Tekst źródłowy →
┏━━

Blackburn (2015)
Grupa przyjaciół wybiera się do domku wypoczynkowego na Alasce. Niestety górska droga zostaje zablokowana przez spadające kamienie. Młodzi szukając jakieś lepszej alternatywny niż nocleg pod chmurką trafiają do czegoś co przy odrobinie dobrych chęci można nazwać cywilizacją. W małym sklepie poznają dwie upiorne staruszki, które nakręcają młodych opowieścią o pobliskiej opuszczonej kopalni. Co zrobią młodzi? Oczywiście udadzą się na wycieczkę tam, gdzie nie powinni.
To już ostatni film wyświetlany w ramach piątkowego maratonu grozy w sieci kin Helios. Ostatni i chyba najmarniejszy.
Poniekąd czuję się trochę oszukana w związku z nim, bo był reklamowany jako obraz nawiązujący do estetyki kina grozy lat osiemdziesiątych. Narobił mi tym apetytu.
Niestety po raz kolejny okazało się, że oddanie klimatu starych slasherów jest bardzo trudne i mimo iż niejeden śmiałek deklarował taki zamiar to większość poległa. Polegli też twórcy „Blackburn”.

┗━━

Dane do oznaczania punktów na zdjęciach →

┏━━

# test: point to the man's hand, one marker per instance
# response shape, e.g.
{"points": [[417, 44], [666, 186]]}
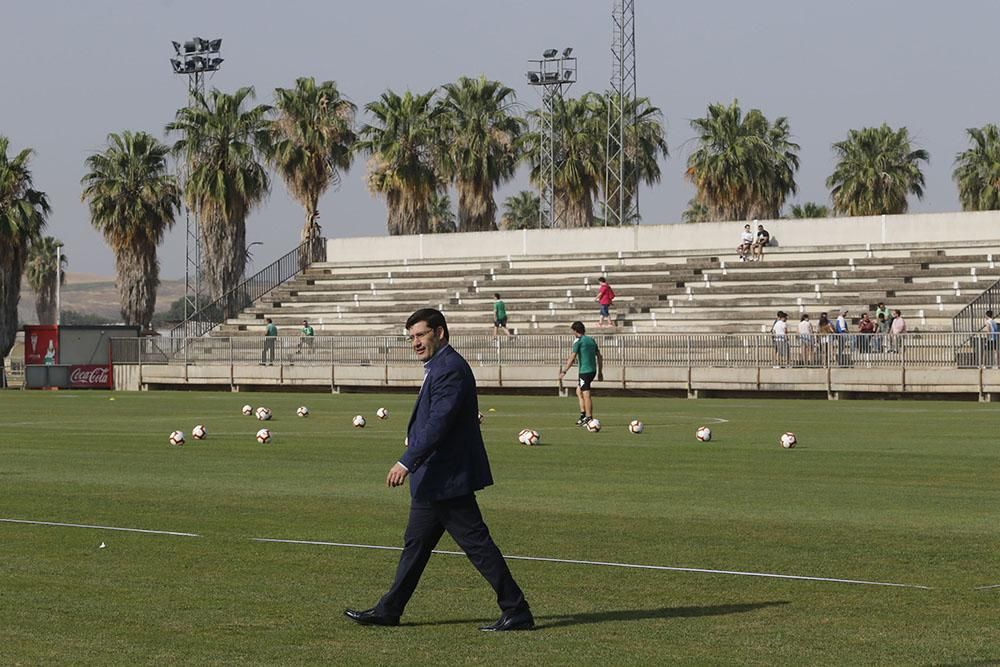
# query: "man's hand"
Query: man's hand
{"points": [[397, 474]]}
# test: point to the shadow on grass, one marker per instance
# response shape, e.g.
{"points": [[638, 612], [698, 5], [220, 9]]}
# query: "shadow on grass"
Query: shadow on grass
{"points": [[562, 620]]}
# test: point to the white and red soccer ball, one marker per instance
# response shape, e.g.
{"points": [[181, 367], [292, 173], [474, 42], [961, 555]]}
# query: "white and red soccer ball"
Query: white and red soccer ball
{"points": [[528, 437]]}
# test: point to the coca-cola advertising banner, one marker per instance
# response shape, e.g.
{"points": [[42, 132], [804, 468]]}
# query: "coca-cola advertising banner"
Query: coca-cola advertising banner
{"points": [[90, 376], [41, 344]]}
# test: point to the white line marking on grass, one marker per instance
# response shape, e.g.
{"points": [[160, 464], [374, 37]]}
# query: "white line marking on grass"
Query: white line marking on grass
{"points": [[610, 564], [83, 525]]}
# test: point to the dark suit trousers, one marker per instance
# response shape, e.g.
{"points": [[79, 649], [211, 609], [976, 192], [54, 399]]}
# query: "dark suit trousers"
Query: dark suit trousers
{"points": [[464, 522]]}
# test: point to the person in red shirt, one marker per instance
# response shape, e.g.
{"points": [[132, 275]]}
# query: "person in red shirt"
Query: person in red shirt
{"points": [[605, 297]]}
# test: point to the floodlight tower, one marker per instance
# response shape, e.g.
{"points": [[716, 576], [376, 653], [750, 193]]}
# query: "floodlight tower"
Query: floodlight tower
{"points": [[554, 73], [194, 58], [620, 177]]}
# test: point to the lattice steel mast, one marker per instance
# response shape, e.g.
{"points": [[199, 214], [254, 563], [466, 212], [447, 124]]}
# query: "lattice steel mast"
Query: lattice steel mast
{"points": [[194, 58], [621, 205], [554, 73]]}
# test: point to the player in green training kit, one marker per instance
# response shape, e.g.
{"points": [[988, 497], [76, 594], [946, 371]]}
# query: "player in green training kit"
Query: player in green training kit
{"points": [[591, 365], [499, 316]]}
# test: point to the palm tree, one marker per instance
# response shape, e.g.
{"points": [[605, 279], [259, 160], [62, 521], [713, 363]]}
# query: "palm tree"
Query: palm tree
{"points": [[977, 170], [223, 146], [132, 203], [23, 211], [644, 144], [522, 211], [314, 134], [482, 133], [405, 146], [440, 216], [810, 210], [744, 166], [876, 169], [579, 171], [695, 212], [40, 270]]}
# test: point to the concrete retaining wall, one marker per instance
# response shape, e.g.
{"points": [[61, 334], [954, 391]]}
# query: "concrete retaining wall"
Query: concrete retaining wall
{"points": [[722, 236], [695, 381]]}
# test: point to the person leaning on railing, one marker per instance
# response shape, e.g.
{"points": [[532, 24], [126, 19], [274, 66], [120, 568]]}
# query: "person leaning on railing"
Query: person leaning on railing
{"points": [[896, 331]]}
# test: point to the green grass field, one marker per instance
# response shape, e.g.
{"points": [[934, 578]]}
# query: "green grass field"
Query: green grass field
{"points": [[897, 492]]}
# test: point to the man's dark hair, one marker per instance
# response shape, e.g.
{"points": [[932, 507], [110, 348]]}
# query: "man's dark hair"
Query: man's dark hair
{"points": [[431, 316]]}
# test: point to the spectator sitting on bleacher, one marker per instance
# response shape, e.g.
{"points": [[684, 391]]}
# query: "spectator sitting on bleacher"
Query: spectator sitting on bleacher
{"points": [[882, 310], [746, 243], [763, 239]]}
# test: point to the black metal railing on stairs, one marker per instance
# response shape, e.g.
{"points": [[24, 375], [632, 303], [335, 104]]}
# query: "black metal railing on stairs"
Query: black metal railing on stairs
{"points": [[251, 289], [972, 318]]}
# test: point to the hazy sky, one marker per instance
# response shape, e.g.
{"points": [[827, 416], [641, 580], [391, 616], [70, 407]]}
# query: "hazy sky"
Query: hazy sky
{"points": [[77, 70]]}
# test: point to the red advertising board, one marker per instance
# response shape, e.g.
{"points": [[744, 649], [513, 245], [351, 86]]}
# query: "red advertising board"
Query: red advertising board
{"points": [[41, 344], [90, 376]]}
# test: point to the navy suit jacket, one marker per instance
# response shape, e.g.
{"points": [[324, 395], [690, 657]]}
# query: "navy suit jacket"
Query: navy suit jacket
{"points": [[446, 456]]}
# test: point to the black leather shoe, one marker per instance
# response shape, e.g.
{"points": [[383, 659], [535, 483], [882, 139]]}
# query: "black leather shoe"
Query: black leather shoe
{"points": [[515, 620], [370, 617]]}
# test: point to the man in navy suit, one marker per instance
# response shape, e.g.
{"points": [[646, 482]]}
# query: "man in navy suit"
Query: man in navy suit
{"points": [[446, 462]]}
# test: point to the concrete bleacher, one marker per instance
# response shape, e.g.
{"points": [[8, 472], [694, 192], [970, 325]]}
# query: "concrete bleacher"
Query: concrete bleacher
{"points": [[701, 290]]}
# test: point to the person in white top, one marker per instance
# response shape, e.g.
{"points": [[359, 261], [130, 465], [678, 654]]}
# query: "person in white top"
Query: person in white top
{"points": [[780, 331], [746, 242], [807, 343]]}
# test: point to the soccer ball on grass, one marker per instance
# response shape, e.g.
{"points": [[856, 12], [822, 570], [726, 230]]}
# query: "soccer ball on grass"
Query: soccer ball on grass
{"points": [[528, 437]]}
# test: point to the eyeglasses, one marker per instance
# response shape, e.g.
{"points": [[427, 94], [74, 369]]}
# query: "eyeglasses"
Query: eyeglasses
{"points": [[419, 334]]}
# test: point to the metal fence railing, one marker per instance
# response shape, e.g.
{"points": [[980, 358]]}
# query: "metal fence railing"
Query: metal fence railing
{"points": [[911, 350], [972, 317], [251, 289]]}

┗━━

Cel zadania A → Wyjaśnij na podstawie recenzji, skąd bierze się w niej poczucie oszukania w związku z filmem. Odpowiedź ma liczyć od jednego do trzech zdań.
Cel zadania B → Proszę wyodrębnić z recenzji bez żadnych zmian cały fragment od słów „Grupa przyjaciół wybiera” w dół aż do słów „mi tym apetytu.”.
Cel zadania C → Co według recenzji zablokowało górską drogę prowadzącą do domku?
Wiersze to osobny materiał, niezwiązany z recenzją.

Rozwiązanie A → Film reklamowano jako obraz nawiązujący do estetyki kina grozy lat osiemdziesiątych, co zaostrzyło apetyt na niego. Tymczasem jego twórcom, podobnie jak wielu innym, nie udało się oddać klimatu starych slasherów.

Rozwiązanie B →
Grupa przyjaciół wybiera się do domku wypoczynkowego na Alasce. Niestety górska droga zostaje zablokowana przez spadające kamienie. Młodzi szukając jakieś lepszej alternatywny niż nocleg pod chmurką trafiają do czegoś co przy odrobinie dobrych chęci można nazwać cywilizacją. W małym sklepie poznają dwie upiorne staruszki, które nakręcają młodych opowieścią o pobliskiej opuszczonej kopalni. Co zrobią młodzi? Oczywiście udadzą się na wycieczkę tam, gdzie nie powinni.
To już ostatni film wyświetlany w ramach piątkowego maratonu grozy w sieci kin Helios. Ostatni i chyba najmarniejszy.
Poniekąd czuję się trochę oszukana w związku z nim, bo był reklamowany jako obraz nawiązujący do estetyki kina grozy lat osiemdziesiątych. Narobił mi tym apetytu.

Rozwiązanie C → Spadające kamienie.